CHALLENGE 1. In the excerpt on the Brazilian law dispute, which jurist does Tostes say leads the majority of Brazilian scholars?

TEXT.
========

Bragaglia insisted that such third parties do not include the debtors, whose accounts were the subject of the contribution agreement. In her expert testimony, Bragaglia pointed to and outlined the legal research that supported her view. Tostes claimed that "The majority of Brazilian scholars, led by the highly respected jurist Caio Mario, are of the view that a third party is anyone who is not a party to the agreement. In this case, that would include the debtors, since they are not parties to the Contribution Agreements."
We need not, and do not, resolve the competing claims by Tostes and Bragaglia on this issue. Instead, we merely note that Bragaglia's testimony fails to conclusively determine the weight of Brazilian legal authority bearing upon this question. Therefore, by relying exclusively on her expert opinion, petitioners have failed to adequately establish that the contribution agreement would be enforceable against the debtors. In the absence of such enforceability, we cannot conclude that the contribution agreement effected a contribution of the receivables from Arapua to Warwick recognizable for U.S. tax purposes.
There was a similar difference in opinion between these two Brazilian law experts regarding any requirement for obtaining prior approval of the contribution agreement from "Arapua's creditors and the trustee and the judge overseeing the concordata". Tostes asserted that these parties "had a right to challenge the Contribution Agreement and would have done so if it had been brought to their attention directly prior to its execution". Bragaglia contended that mention of the contribution agreement in Arapua's quarterly and annual financial reports, which were placed in the files of the concordata proceeding, sufficed. Again, we refrain from choosing between these differing opinions regarding Brazilian law and, instead, focus on the commonality between them. Reconciling the two expert testimonies, we conclude that prior approval of the contribution agreement would not have been required if the agreement constituted Arapua's "ordinary course of business" during its bankruptcy reorganization. Petitioners have not convinced us that the contribution agreement in fact comprised routine and normal operations for Arapua during that time. To the contrary, Rogers indicated in his trial testimony that he had "determined that Arapua's receivables were strategically valuable to the company" and Arapua viewed the contribution agreement with Warwick as a strategic partnering arrangement. We take that testimony to mean that Arapua was, as to a material asset, venturing out into hitherto unexplored territory, a premise inconsistent with ordinary course of dealings.

========

CHALLENGE 2. Return the listing below word for word. Start with the line that contains "the white siding;" and continue through the final line of the listing.

========

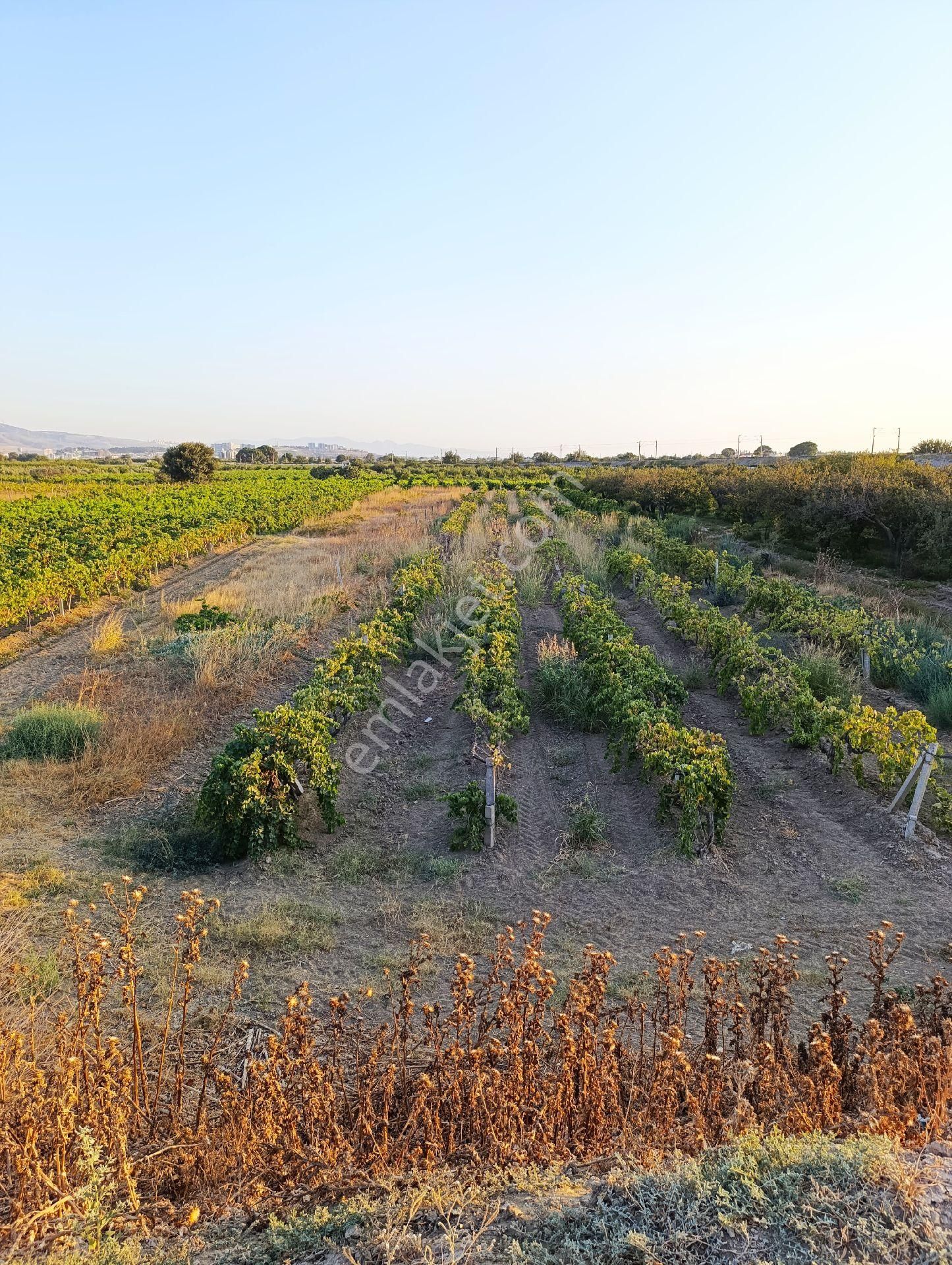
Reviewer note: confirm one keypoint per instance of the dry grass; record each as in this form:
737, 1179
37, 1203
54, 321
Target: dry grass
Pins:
297, 578
553, 647
187, 1105
155, 705
108, 636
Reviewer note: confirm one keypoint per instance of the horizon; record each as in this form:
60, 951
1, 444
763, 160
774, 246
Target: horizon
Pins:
480, 227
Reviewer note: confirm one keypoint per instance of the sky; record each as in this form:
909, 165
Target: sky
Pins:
478, 224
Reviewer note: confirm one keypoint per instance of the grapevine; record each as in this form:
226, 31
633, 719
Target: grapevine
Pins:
250, 795
491, 695
774, 691
640, 704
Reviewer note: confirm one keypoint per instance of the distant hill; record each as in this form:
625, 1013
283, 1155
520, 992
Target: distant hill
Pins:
15, 438
378, 445
18, 439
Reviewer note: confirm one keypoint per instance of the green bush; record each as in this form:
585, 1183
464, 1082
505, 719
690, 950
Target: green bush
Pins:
52, 731
204, 620
938, 706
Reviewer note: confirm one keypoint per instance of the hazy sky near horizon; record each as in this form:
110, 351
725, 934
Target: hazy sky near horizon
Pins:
514, 224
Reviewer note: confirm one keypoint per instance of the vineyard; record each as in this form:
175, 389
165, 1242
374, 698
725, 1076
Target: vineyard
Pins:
487, 702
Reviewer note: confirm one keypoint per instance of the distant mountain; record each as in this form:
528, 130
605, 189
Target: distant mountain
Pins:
379, 445
15, 438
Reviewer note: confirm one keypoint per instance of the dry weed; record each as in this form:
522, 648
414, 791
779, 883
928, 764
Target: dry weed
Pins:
108, 636
190, 1106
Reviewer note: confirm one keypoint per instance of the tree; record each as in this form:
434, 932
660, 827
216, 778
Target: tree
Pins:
806, 449
188, 463
934, 445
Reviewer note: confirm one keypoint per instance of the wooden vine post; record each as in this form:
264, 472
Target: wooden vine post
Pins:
491, 801
923, 768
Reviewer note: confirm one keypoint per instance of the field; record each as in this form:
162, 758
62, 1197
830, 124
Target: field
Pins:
698, 948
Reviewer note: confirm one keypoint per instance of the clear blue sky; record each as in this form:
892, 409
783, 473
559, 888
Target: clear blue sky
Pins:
478, 223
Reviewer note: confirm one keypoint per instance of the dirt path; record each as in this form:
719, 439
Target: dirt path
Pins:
59, 654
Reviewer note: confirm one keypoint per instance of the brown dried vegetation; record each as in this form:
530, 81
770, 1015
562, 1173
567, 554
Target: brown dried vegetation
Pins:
194, 1107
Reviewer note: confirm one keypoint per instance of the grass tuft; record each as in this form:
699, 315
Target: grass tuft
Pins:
52, 731
561, 683
828, 679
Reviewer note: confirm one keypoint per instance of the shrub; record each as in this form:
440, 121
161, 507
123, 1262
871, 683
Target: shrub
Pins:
52, 731
938, 708
510, 1067
204, 619
188, 463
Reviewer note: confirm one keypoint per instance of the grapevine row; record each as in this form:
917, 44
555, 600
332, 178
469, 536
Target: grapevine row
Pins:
774, 691
491, 695
250, 793
787, 605
640, 702
458, 520
55, 551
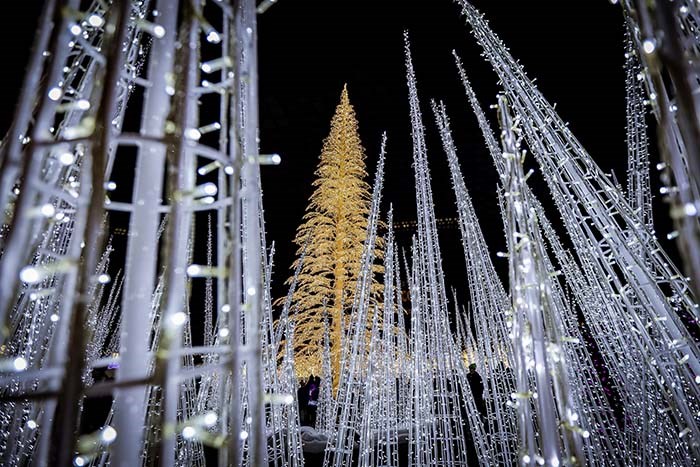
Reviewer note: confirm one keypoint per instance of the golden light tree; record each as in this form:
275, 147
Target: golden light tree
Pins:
335, 225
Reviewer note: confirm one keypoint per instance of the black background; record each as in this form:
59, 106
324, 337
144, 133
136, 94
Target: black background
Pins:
309, 48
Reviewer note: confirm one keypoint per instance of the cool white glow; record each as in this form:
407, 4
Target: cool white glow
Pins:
20, 364
108, 435
193, 134
179, 318
95, 21
210, 419
158, 31
29, 275
209, 189
55, 94
213, 37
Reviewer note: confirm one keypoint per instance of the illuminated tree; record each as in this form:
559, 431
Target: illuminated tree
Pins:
335, 226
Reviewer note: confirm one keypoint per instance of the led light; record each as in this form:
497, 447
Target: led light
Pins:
108, 435
55, 94
95, 21
193, 134
213, 37
20, 364
188, 432
210, 419
30, 275
179, 318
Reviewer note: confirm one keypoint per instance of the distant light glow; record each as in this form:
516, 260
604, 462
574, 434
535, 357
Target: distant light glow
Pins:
55, 94
108, 435
95, 21
188, 432
20, 364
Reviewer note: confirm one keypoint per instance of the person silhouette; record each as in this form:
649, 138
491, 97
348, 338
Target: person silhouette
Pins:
303, 400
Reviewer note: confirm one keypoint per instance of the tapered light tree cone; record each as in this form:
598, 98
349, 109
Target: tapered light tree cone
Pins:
336, 225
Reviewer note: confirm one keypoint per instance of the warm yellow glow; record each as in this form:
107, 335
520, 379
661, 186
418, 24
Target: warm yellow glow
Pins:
336, 220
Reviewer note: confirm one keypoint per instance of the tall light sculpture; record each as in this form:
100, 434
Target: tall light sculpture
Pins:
79, 124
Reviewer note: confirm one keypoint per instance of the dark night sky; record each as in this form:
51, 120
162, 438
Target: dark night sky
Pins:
309, 48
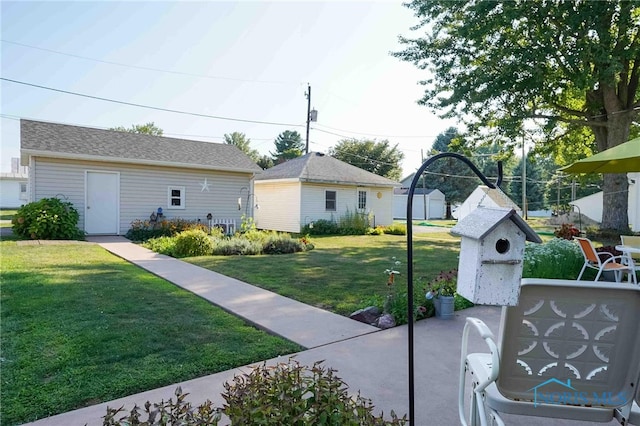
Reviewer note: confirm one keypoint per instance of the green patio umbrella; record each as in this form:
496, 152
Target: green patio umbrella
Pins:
623, 158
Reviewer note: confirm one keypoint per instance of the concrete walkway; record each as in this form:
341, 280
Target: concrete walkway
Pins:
369, 360
308, 326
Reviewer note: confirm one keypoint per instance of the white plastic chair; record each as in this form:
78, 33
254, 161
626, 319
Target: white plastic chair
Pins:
569, 350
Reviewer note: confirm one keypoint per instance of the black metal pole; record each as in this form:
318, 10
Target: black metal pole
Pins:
412, 190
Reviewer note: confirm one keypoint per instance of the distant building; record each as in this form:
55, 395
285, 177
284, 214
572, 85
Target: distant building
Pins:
483, 196
14, 186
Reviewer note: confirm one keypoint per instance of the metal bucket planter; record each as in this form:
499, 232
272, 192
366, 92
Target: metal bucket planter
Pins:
444, 306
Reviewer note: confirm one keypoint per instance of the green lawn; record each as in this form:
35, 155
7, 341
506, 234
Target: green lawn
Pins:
81, 326
341, 273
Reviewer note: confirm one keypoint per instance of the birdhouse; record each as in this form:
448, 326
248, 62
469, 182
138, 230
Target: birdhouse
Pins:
492, 255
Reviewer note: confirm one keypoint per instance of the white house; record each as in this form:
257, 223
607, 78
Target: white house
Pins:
483, 196
114, 178
316, 186
427, 204
13, 190
591, 205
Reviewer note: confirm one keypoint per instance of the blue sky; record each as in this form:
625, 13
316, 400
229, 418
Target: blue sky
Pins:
243, 60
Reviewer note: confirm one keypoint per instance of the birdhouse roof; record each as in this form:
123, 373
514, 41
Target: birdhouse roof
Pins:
479, 223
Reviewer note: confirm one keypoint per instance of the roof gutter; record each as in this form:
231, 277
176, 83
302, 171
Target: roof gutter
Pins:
136, 161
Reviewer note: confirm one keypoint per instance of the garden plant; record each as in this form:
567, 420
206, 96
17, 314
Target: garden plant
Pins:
284, 394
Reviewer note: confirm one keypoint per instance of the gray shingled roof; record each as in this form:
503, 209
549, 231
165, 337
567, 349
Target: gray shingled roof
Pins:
480, 222
85, 143
321, 168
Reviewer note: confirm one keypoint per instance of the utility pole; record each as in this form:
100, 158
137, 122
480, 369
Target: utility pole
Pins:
308, 94
524, 180
312, 115
424, 187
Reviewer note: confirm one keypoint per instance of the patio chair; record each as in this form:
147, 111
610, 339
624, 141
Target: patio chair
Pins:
569, 350
632, 241
594, 260
634, 417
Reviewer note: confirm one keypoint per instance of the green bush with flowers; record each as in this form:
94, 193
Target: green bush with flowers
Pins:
396, 300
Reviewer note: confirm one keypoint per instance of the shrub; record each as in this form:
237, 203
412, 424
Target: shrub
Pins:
162, 245
285, 394
193, 243
165, 413
378, 230
296, 395
281, 244
247, 224
557, 258
47, 219
143, 230
321, 227
307, 243
396, 229
353, 223
237, 246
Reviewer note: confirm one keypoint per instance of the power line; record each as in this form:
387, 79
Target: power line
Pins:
148, 68
370, 134
195, 114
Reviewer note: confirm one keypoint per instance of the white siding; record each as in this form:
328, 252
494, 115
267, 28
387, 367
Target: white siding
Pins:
435, 207
10, 195
144, 188
313, 203
279, 206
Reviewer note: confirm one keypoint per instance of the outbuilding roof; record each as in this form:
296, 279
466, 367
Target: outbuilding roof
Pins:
55, 140
320, 168
480, 222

========

WRITTEN RESPONSE 1. Caio Mario

WRITTEN RESPONSE 2.
Reviewer note: confirm one keypoint per instance of the white siding; record each as in this form:
328, 252
494, 115
267, 28
387, 367
Target: white siding
Pins:
435, 207
10, 195
144, 188
313, 203
279, 206
Reviewer note: confirm one keypoint per instance of the outbuilding roof; record each as in this form:
296, 279
466, 367
Target: outbuilding roof
Pins:
55, 140
320, 168
480, 222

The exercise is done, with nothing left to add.